#### [Annotated coordinate records]

::::::::::

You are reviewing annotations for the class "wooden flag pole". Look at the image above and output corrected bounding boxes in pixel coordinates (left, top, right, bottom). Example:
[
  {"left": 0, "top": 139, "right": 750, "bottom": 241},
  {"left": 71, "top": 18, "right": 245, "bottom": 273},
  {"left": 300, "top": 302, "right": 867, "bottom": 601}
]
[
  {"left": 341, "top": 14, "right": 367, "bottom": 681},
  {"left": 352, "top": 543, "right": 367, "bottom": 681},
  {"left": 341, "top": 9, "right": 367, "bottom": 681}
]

::::::::::

Rewrite all of the data above with "wooden flag pole" switched to "metal flag pole" and nothing else altered.

You are reviewing annotations for the class "metal flag pole". Look at the image above and output corrected bounding boxes in pixel coordinates (left, top, right, bottom). Example:
[
  {"left": 0, "top": 139, "right": 750, "bottom": 241},
  {"left": 71, "top": 18, "right": 245, "bottom": 273},
  {"left": 300, "top": 302, "right": 867, "bottom": 601}
]
[
  {"left": 341, "top": 14, "right": 367, "bottom": 681},
  {"left": 352, "top": 543, "right": 367, "bottom": 681},
  {"left": 341, "top": 9, "right": 367, "bottom": 681}
]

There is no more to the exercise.